SUPPLIED INFORMATION Block Start

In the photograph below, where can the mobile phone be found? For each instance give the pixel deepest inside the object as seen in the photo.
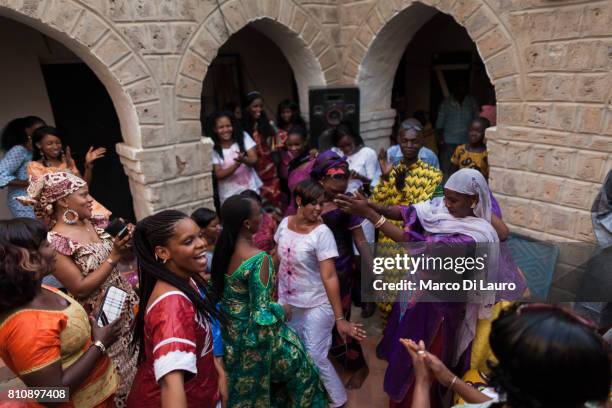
(116, 227)
(112, 305)
(123, 233)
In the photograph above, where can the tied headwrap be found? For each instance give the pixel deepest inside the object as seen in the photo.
(326, 161)
(436, 219)
(47, 189)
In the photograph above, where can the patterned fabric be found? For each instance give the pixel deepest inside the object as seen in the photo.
(430, 140)
(266, 170)
(176, 338)
(406, 185)
(395, 156)
(88, 257)
(32, 339)
(349, 354)
(264, 237)
(326, 161)
(265, 361)
(454, 118)
(49, 188)
(464, 158)
(37, 169)
(13, 166)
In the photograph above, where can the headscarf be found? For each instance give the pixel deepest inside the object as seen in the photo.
(601, 213)
(326, 162)
(47, 189)
(436, 219)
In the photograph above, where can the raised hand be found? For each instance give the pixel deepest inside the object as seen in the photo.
(385, 166)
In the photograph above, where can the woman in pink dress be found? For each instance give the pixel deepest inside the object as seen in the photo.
(300, 165)
(176, 363)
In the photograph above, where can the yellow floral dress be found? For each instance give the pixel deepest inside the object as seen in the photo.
(405, 185)
(266, 363)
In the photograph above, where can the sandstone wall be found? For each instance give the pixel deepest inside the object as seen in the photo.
(549, 61)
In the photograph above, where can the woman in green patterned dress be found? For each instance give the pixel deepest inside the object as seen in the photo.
(265, 360)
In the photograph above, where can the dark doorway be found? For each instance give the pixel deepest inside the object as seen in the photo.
(85, 115)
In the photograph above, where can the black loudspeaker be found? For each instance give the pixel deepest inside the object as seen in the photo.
(328, 108)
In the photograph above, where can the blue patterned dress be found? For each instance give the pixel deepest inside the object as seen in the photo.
(14, 166)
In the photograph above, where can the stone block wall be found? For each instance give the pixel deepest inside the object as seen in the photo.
(549, 61)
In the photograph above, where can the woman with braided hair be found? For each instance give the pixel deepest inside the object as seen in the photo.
(173, 329)
(266, 362)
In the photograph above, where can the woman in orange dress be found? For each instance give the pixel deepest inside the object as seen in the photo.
(255, 122)
(49, 157)
(45, 336)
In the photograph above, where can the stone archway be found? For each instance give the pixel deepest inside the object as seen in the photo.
(125, 77)
(305, 44)
(383, 36)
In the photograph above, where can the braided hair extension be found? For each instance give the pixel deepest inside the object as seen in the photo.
(152, 231)
(548, 357)
(234, 211)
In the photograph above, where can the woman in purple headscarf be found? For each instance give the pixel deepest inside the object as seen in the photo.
(332, 172)
(465, 216)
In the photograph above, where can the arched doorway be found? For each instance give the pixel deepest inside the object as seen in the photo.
(382, 40)
(441, 50)
(47, 79)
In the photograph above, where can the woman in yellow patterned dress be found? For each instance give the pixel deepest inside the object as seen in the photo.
(409, 182)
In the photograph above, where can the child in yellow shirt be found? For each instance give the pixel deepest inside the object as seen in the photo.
(474, 154)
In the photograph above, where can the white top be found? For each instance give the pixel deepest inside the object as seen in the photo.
(244, 178)
(299, 276)
(364, 162)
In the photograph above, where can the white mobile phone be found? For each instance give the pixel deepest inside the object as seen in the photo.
(112, 305)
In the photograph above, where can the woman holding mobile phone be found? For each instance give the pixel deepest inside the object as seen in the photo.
(86, 257)
(45, 336)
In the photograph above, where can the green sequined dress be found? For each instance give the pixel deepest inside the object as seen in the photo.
(265, 361)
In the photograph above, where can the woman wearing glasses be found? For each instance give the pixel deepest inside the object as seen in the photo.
(546, 357)
(308, 283)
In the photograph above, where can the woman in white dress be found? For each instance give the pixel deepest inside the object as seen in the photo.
(234, 155)
(307, 281)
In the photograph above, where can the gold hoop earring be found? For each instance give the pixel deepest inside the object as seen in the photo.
(70, 217)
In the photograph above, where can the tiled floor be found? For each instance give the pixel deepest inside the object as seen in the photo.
(370, 395)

SUPPLIED INFORMATION Block End

• PROBLEM
Write out the whole listing verbatim, images excluded.

• OUTPUT OF THE EXERCISE
In the photograph below, where can the mobile phone be found? For each instance give the pixel deepest inside the object as seen in the photo.
(116, 227)
(112, 305)
(123, 233)
In the photograph above, where can the tied headwrap be found? For each instance give the pixel deepest inside the object as seen in the photo.
(326, 161)
(436, 219)
(47, 189)
In the photograph above, where can the patterned fabric be found? For each instance give the pixel deepest inside the object as seen in the photo.
(430, 140)
(266, 170)
(176, 338)
(406, 185)
(395, 156)
(88, 257)
(32, 339)
(349, 354)
(264, 237)
(326, 161)
(265, 361)
(454, 118)
(49, 188)
(464, 158)
(37, 169)
(13, 166)
In the photograph above, where can the headscarf be found? For each instance give the pixel deepest inside the object as seen in the photo.
(601, 213)
(326, 162)
(47, 189)
(436, 219)
In the photograph above, where can the raised hand be found? For each instance give the pixel deepest inside the object as seen in the photo.
(385, 166)
In the photograph above, where can the woman in pink dress be found? For each instance give the pixel deepest inside the object as seen in the photo.
(300, 165)
(176, 363)
In the photograph above, where can the yellow floral dress be found? For each instance give the pixel deepest inside the object as seen in the photo.
(405, 185)
(266, 363)
In the photograph above, where can the sandstone wall be found? For each instance give the pixel deepest inside the object as seen in the photo.
(549, 61)
In the photograph above, where can the woman in green patterned dress be found? For each instance give the pixel deepest inside the object as seen in the photo.
(265, 360)
In the photograph above, where can the dark doorway be found? For each instance give the pixel deepest inside the object as seen in the photo.
(85, 115)
In the photograph above, where can the black loudspeaker be found? For each instance give the pixel deepest inside the object as seen in the photo.
(328, 108)
In the photograph above, where can the blue patterned dress be found? For each instance give the pixel deepest inside the object as seen in the photo.
(14, 166)
In the photograph above, where can the stone block wall be found? For each instance give the pixel deepest inside the object as seen in the photo.
(549, 61)
In the photograph above, where can the woman with braided hair be found? For each instance give the pixel deepest inside the object as seen in the photo.
(173, 329)
(266, 362)
In the photograph above, where can the woman in orange dress be found? For each instance give the pixel deepest inside the object as seen in the photo.
(255, 122)
(49, 157)
(45, 336)
In the photograph above, where can the stone archway be found? For each instance give the pixel deepest inside the object as seen in the photo.
(125, 77)
(305, 44)
(383, 36)
In the photograph above, where can the braided hair extension be found? For each instance give the pixel deepest inside the object as seen in the photo.
(152, 231)
(548, 357)
(234, 211)
In the photograph above, where can the woman in purple headscarf be found? For each instance give the pixel deepest inside the object as seen in the photo.
(332, 172)
(465, 216)
In the photograph above, where can the arched doorway be found? For each instance give the pixel deepest inside the object as seen in the photo.
(382, 40)
(441, 50)
(47, 79)
In the photograph above, where can the woman in yellow patterned dress be found? For each instance give the pixel deepest inside the object as seen in the photo.
(409, 182)
In the photograph above, where can the child in yellow shirt be found? For each instance give the pixel deepest inside the object as seen in the photo.
(474, 154)
In the photograph above, where can the white top be found? For each instance give the pixel deepest inside the object as seen in the photo.
(244, 178)
(299, 276)
(364, 162)
In the photograph above, where can the white mobile phone be found? For each instance give the pixel deepest inside the object as seen in the photo.
(112, 305)
In the photograph above, where can the woman holding mobile phone be found? For each instance give the pixel deepest inside the object as seen in the photo.
(86, 257)
(45, 336)
In the photograph above, where can the green sequined dress be found? For each instance give the pixel deepest inside the object as seen in the photo.
(265, 361)
In the photograph above, where can the woman wearing glasses be found? For each instance give the pixel deepest inside the object as seen in the photo.
(546, 357)
(308, 283)
In the photograph above, where can the woman in white dress be found? For each instance give the pixel deepest inside the object as seen in the photo.
(234, 155)
(307, 281)
In the photograph above, where can the gold hoop earring be found? For each instance give the pixel deepest inside the object as seen in the photo.
(70, 217)
In the photograph above, where can the tiled floor be found? For each instance give the pixel deepest inside the object as seen in the photo.
(370, 395)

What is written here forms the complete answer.